As soon as the line containing "Put a point on every instance of the sunlight" appears, copy it and every following line word for word until the records end.
---------------
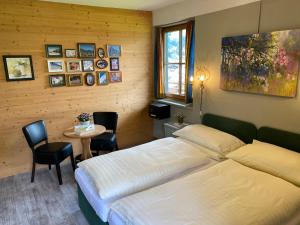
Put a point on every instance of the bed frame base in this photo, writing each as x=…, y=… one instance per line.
x=88, y=210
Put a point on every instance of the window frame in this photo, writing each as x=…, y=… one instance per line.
x=165, y=30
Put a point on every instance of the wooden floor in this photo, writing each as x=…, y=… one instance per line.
x=41, y=203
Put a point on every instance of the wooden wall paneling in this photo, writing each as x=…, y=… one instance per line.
x=26, y=26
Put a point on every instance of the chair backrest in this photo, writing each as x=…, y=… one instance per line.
x=35, y=133
x=107, y=119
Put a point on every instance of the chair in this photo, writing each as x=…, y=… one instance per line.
x=107, y=140
x=48, y=153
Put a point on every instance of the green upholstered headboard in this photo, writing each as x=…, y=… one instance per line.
x=245, y=131
x=280, y=138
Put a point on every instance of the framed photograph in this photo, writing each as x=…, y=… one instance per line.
x=101, y=63
x=86, y=50
x=56, y=66
x=101, y=53
x=70, y=53
x=115, y=77
x=18, y=67
x=89, y=79
x=114, y=50
x=75, y=80
x=87, y=65
x=114, y=64
x=103, y=78
x=54, y=51
x=74, y=66
x=57, y=80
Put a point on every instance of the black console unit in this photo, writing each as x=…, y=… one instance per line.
x=159, y=110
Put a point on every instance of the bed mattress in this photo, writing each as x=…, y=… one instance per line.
x=101, y=207
x=227, y=193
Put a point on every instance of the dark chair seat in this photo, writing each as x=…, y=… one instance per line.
x=106, y=141
x=48, y=153
x=53, y=153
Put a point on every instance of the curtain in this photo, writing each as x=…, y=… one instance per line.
x=158, y=65
x=190, y=52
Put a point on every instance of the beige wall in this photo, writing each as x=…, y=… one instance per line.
x=262, y=110
x=26, y=26
x=191, y=8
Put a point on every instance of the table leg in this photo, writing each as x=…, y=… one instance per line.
x=86, y=151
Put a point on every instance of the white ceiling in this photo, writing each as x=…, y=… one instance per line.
x=148, y=5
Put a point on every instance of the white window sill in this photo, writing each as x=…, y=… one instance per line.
x=175, y=103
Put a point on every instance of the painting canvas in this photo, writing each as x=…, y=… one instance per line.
x=264, y=63
x=18, y=68
x=102, y=78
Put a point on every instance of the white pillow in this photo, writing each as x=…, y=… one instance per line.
x=211, y=138
x=271, y=159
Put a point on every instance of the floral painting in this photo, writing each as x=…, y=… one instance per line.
x=264, y=63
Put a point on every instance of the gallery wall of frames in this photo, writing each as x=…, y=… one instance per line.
x=100, y=59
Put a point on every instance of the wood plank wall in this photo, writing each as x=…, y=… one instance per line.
x=25, y=27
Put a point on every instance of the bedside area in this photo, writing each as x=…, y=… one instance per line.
x=171, y=127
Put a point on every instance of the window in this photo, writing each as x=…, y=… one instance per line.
x=174, y=61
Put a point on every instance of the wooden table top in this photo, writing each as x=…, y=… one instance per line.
x=99, y=129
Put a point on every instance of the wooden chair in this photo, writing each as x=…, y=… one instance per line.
x=48, y=153
x=108, y=140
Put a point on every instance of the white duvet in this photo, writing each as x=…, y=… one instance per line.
x=128, y=171
x=225, y=194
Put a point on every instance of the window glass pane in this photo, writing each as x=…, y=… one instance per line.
x=172, y=47
x=182, y=79
x=183, y=36
x=172, y=82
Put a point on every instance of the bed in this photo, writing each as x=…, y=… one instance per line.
x=246, y=189
x=96, y=208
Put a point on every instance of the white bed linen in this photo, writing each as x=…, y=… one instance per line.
x=228, y=193
x=125, y=172
x=102, y=207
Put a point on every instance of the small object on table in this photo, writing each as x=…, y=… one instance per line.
x=85, y=135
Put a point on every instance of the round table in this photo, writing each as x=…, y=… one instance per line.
x=85, y=139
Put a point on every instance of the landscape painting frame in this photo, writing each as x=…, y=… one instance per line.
x=262, y=63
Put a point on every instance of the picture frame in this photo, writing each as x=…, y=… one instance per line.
x=70, y=53
x=101, y=63
x=115, y=77
x=53, y=51
x=87, y=65
x=102, y=78
x=74, y=66
x=114, y=50
x=57, y=80
x=89, y=79
x=75, y=80
x=101, y=53
x=114, y=64
x=18, y=67
x=56, y=66
x=86, y=50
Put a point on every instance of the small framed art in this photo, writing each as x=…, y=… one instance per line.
x=56, y=66
x=70, y=53
x=87, y=65
x=57, y=80
x=114, y=50
x=74, y=66
x=86, y=50
x=115, y=77
x=89, y=79
x=18, y=67
x=75, y=80
x=101, y=63
x=53, y=51
x=101, y=53
x=102, y=78
x=114, y=64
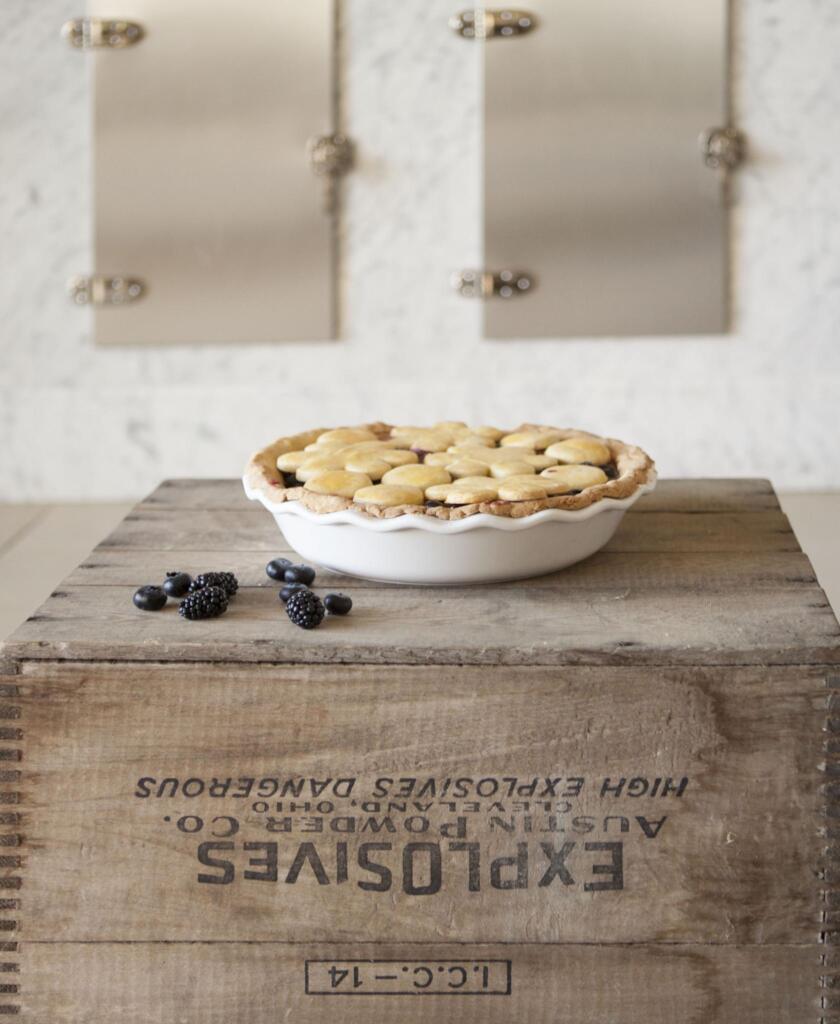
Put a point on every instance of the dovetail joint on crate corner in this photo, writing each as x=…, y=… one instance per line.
x=10, y=843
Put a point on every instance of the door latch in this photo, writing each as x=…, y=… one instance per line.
x=483, y=24
x=115, y=34
x=493, y=284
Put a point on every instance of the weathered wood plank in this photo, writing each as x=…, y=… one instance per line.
x=263, y=984
x=605, y=570
x=671, y=496
x=523, y=625
x=254, y=529
x=723, y=849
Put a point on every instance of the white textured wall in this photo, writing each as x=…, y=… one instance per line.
x=78, y=422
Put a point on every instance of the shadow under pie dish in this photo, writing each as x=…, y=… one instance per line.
x=448, y=504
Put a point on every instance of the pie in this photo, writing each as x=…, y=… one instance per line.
x=449, y=471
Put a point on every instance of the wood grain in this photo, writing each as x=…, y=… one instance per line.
x=727, y=858
x=697, y=646
x=473, y=626
x=606, y=570
x=254, y=529
x=263, y=984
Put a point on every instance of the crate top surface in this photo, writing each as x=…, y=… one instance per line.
x=700, y=572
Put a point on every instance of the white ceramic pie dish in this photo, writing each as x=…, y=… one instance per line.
x=416, y=549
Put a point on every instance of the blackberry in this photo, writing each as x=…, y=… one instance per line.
x=305, y=609
x=337, y=604
x=226, y=581
x=277, y=567
x=150, y=598
x=176, y=584
x=299, y=573
x=289, y=589
x=205, y=603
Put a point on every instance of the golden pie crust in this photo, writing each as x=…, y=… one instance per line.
x=634, y=468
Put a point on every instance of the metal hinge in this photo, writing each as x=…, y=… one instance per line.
x=493, y=284
x=331, y=157
x=723, y=148
x=115, y=34
x=99, y=290
x=502, y=24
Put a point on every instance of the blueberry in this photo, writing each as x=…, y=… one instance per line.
x=277, y=567
x=176, y=584
x=289, y=589
x=299, y=573
x=337, y=604
x=150, y=598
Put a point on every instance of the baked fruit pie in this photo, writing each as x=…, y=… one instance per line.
x=449, y=471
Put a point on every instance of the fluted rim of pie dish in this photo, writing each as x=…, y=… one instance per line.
x=263, y=481
x=474, y=521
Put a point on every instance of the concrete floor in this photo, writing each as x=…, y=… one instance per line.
x=40, y=544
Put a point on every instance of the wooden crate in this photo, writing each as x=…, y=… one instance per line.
x=602, y=797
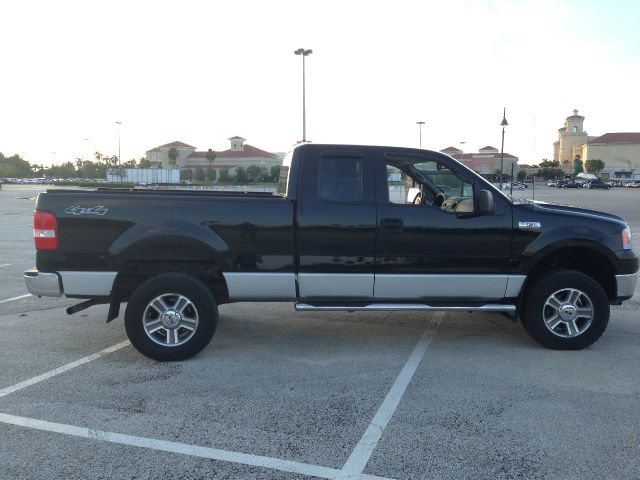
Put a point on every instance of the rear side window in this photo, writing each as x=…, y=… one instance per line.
x=340, y=179
x=283, y=180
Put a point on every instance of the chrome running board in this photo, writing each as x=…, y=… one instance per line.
x=389, y=307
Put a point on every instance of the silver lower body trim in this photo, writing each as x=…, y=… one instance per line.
x=626, y=284
x=335, y=285
x=390, y=307
x=42, y=284
x=260, y=286
x=87, y=284
x=464, y=286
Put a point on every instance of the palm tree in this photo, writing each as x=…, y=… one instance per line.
x=173, y=156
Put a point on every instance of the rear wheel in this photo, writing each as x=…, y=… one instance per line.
x=566, y=310
x=171, y=316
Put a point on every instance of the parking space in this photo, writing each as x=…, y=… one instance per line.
x=281, y=395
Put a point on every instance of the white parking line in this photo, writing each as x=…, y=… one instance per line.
x=62, y=369
x=360, y=456
x=180, y=448
x=15, y=298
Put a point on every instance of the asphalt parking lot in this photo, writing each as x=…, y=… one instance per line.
x=286, y=395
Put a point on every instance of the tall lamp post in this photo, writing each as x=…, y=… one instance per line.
x=119, y=123
x=304, y=53
x=503, y=124
x=420, y=128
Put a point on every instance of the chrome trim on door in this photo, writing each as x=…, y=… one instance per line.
x=260, y=286
x=90, y=284
x=335, y=285
x=415, y=287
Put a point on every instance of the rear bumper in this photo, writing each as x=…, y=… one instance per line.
x=43, y=284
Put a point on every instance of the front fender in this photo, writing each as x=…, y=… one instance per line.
x=583, y=237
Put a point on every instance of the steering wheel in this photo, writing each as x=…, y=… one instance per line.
x=439, y=199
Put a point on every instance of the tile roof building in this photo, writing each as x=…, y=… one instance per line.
x=486, y=161
x=620, y=151
x=238, y=155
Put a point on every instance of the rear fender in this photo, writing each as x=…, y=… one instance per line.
x=149, y=236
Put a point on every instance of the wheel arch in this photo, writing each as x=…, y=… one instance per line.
x=151, y=249
x=585, y=257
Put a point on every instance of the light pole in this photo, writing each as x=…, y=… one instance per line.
x=304, y=53
x=119, y=123
x=503, y=124
x=420, y=127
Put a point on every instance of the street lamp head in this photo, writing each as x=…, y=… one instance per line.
x=504, y=122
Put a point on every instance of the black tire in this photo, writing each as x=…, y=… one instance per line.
x=184, y=329
x=565, y=310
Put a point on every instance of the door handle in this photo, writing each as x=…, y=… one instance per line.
x=391, y=225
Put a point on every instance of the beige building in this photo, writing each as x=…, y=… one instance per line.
x=571, y=138
x=619, y=151
x=486, y=161
x=238, y=155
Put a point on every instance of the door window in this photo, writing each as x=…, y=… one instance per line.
x=340, y=180
x=421, y=182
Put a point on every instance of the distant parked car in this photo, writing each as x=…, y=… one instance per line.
x=599, y=184
x=516, y=186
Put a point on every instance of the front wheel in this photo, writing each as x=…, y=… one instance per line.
x=171, y=316
x=565, y=310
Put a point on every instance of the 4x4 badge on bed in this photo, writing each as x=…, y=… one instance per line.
x=77, y=210
x=529, y=225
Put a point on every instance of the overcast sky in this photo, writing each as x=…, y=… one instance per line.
x=203, y=71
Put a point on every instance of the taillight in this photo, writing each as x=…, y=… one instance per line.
x=45, y=230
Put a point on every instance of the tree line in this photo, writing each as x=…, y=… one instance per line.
x=16, y=167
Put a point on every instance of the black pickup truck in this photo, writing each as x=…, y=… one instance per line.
x=349, y=228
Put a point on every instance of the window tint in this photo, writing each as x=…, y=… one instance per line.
x=340, y=179
x=283, y=180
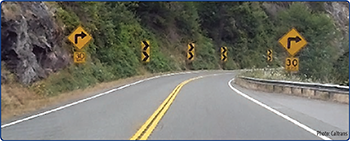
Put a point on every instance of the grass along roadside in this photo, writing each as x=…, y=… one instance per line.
x=18, y=101
x=281, y=74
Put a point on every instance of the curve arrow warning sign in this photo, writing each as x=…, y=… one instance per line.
x=292, y=41
x=145, y=51
x=79, y=37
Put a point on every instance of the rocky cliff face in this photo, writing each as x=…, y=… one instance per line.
x=31, y=41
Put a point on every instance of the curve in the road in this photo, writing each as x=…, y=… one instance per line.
x=312, y=131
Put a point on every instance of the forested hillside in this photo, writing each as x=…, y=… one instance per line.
x=247, y=29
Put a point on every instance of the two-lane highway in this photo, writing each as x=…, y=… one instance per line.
x=207, y=107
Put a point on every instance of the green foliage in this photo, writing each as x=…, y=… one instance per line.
x=118, y=28
x=316, y=60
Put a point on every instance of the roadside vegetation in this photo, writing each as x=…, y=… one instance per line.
x=247, y=29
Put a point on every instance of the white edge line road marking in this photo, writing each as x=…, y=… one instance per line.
x=277, y=112
x=92, y=97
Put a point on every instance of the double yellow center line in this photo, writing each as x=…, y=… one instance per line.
x=147, y=128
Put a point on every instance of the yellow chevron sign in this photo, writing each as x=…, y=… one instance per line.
x=224, y=54
x=190, y=53
x=145, y=51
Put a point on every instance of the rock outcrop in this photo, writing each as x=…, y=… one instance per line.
x=31, y=41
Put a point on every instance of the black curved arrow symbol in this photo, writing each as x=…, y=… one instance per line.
x=191, y=47
x=290, y=39
x=146, y=56
x=269, y=58
x=191, y=56
x=82, y=35
x=146, y=45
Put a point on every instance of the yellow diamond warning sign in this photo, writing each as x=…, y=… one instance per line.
x=292, y=41
x=79, y=57
x=79, y=37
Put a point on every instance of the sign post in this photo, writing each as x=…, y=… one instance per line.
x=79, y=37
x=223, y=54
x=190, y=52
x=292, y=42
x=145, y=51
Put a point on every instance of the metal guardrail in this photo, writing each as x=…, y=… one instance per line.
x=315, y=86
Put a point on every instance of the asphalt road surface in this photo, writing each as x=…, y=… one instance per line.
x=208, y=107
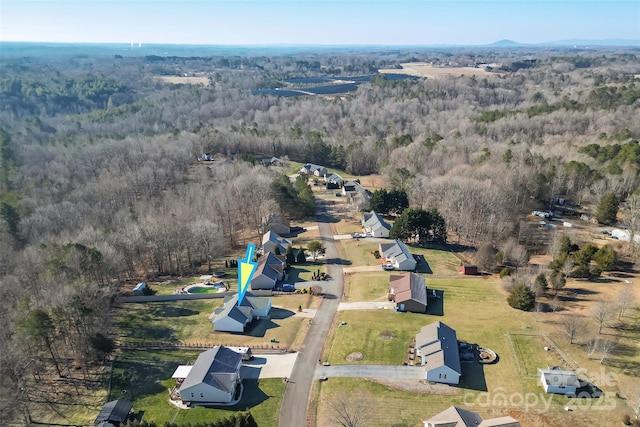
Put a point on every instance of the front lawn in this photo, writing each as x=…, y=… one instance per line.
x=144, y=377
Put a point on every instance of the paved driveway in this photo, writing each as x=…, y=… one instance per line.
x=371, y=371
x=269, y=366
x=366, y=305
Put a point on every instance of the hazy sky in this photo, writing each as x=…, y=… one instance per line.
x=417, y=22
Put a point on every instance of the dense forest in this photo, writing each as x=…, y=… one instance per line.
x=99, y=181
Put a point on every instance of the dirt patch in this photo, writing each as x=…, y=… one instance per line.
x=387, y=335
x=355, y=356
x=180, y=80
x=424, y=69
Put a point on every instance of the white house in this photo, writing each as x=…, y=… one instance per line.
x=375, y=224
x=233, y=318
x=558, y=380
x=315, y=170
x=270, y=270
x=455, y=416
x=398, y=254
x=437, y=347
x=214, y=378
x=271, y=241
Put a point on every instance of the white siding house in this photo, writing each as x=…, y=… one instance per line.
x=214, y=378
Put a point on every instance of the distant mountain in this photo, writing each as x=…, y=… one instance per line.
x=568, y=43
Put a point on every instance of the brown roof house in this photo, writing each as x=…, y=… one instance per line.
x=270, y=270
x=409, y=292
x=437, y=347
x=458, y=417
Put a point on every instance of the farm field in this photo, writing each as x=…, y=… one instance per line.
x=424, y=69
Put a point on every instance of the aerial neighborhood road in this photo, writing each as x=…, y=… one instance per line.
x=293, y=411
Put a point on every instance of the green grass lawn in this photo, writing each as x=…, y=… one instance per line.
x=188, y=322
x=144, y=377
x=358, y=252
x=366, y=287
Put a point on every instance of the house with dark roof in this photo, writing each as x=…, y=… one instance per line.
x=455, y=416
x=333, y=181
x=559, y=381
x=437, y=347
x=214, y=378
x=272, y=242
x=359, y=197
x=114, y=413
x=398, y=254
x=409, y=292
x=233, y=318
x=376, y=225
x=315, y=170
x=270, y=270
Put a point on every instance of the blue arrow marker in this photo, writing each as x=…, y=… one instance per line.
x=246, y=268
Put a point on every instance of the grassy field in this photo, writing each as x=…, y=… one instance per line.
x=145, y=377
x=188, y=322
x=366, y=287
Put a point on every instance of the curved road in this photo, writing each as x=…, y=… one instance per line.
x=293, y=412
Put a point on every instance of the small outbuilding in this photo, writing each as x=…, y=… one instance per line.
x=115, y=413
x=140, y=289
x=559, y=381
x=469, y=270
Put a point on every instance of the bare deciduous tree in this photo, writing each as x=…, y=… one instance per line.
x=602, y=313
x=349, y=410
x=573, y=325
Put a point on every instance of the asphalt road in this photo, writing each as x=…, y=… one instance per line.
x=293, y=412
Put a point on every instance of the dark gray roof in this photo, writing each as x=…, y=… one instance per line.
x=216, y=367
x=116, y=411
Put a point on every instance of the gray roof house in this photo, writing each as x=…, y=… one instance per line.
x=458, y=417
x=398, y=254
x=333, y=181
x=409, y=292
x=270, y=270
x=271, y=241
x=311, y=169
x=375, y=224
x=559, y=381
x=233, y=318
x=214, y=378
x=114, y=413
x=437, y=347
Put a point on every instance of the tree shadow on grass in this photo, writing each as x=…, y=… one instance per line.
x=435, y=305
x=260, y=327
x=422, y=265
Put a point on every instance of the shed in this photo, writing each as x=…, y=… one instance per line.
x=115, y=412
x=140, y=288
x=469, y=270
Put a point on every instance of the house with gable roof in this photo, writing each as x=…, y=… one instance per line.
x=233, y=318
x=437, y=347
x=409, y=292
x=373, y=223
x=270, y=270
x=455, y=416
x=213, y=379
x=398, y=254
x=315, y=170
x=271, y=241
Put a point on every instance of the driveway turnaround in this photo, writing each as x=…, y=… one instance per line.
x=371, y=371
x=269, y=366
x=364, y=305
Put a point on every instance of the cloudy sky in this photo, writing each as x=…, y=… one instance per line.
x=344, y=22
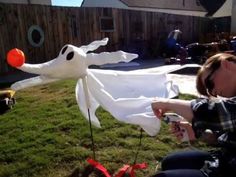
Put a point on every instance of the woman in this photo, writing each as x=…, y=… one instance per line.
x=212, y=118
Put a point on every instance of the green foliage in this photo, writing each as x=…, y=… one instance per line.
x=46, y=135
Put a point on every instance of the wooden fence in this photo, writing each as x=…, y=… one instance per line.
x=136, y=31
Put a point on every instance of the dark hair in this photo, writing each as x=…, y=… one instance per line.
x=211, y=63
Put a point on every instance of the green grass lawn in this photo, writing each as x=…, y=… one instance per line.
x=46, y=135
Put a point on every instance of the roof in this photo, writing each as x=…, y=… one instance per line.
x=164, y=4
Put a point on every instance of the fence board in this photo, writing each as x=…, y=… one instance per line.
x=80, y=26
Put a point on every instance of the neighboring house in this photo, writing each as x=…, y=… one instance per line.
x=44, y=2
x=181, y=7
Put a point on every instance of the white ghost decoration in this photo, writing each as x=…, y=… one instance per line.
x=126, y=95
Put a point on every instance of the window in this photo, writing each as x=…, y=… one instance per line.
x=107, y=24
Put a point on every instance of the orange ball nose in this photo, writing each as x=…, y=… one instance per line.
x=15, y=57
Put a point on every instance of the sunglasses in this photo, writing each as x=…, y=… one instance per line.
x=209, y=84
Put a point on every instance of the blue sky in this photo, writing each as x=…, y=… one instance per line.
x=67, y=2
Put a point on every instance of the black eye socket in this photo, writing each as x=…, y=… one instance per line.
x=70, y=56
x=64, y=49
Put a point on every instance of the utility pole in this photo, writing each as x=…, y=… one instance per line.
x=233, y=18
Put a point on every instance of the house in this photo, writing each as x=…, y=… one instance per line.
x=44, y=2
x=181, y=7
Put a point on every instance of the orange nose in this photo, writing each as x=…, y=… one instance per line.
x=15, y=57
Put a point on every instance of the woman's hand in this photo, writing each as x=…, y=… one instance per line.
x=178, y=128
x=181, y=107
x=159, y=107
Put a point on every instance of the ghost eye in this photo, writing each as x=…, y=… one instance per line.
x=64, y=49
x=70, y=56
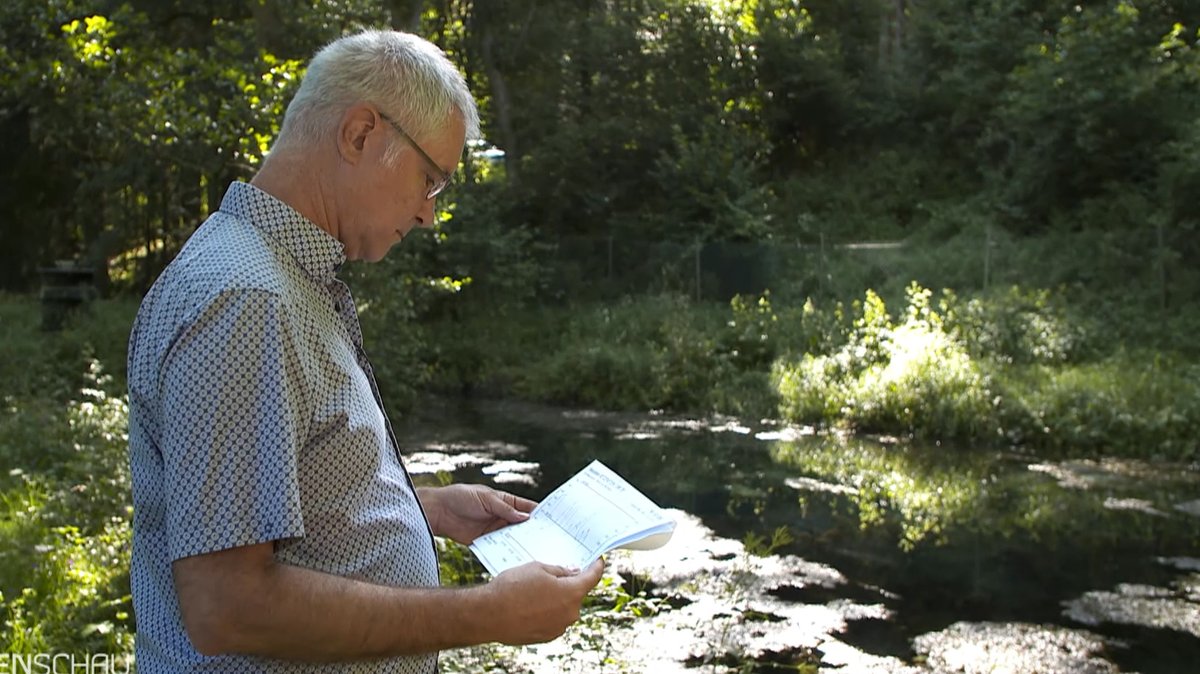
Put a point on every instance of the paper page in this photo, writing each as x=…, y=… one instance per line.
x=588, y=515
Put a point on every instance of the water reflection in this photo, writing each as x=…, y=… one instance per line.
x=937, y=551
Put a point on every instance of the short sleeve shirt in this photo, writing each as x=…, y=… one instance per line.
x=255, y=417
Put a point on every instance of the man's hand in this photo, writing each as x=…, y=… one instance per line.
x=463, y=512
x=538, y=602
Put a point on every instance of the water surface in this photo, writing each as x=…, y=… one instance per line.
x=903, y=558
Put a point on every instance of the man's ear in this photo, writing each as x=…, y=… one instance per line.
x=353, y=130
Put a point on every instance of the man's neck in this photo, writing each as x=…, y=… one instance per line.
x=293, y=179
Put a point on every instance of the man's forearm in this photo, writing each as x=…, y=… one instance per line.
x=291, y=613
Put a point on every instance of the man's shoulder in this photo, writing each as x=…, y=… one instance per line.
x=228, y=253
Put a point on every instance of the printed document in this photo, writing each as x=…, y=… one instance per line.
x=587, y=516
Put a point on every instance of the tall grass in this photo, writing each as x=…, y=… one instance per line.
x=64, y=491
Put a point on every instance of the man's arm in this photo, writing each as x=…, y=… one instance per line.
x=241, y=601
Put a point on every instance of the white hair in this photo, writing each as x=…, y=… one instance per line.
x=409, y=78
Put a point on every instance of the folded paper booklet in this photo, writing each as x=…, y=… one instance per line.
x=587, y=516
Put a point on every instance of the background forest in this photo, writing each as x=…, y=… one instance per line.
x=693, y=205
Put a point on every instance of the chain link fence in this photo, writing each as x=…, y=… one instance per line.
x=1137, y=263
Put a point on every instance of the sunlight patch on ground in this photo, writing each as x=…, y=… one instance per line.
x=1137, y=505
x=813, y=485
x=513, y=473
x=1013, y=648
x=1191, y=507
x=1147, y=606
x=1087, y=474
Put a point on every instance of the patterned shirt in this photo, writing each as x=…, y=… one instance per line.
---------------
### TASK RESPONSE
Put a point on every instance of the sunlight patch on ground in this photo, writing each as x=…, y=… one instance per line.
x=1137, y=505
x=813, y=485
x=513, y=473
x=1013, y=648
x=1191, y=507
x=1147, y=606
x=1087, y=474
Put a point on every instance of the patterned shirt in this photo, writing each as x=…, y=… one instance per line.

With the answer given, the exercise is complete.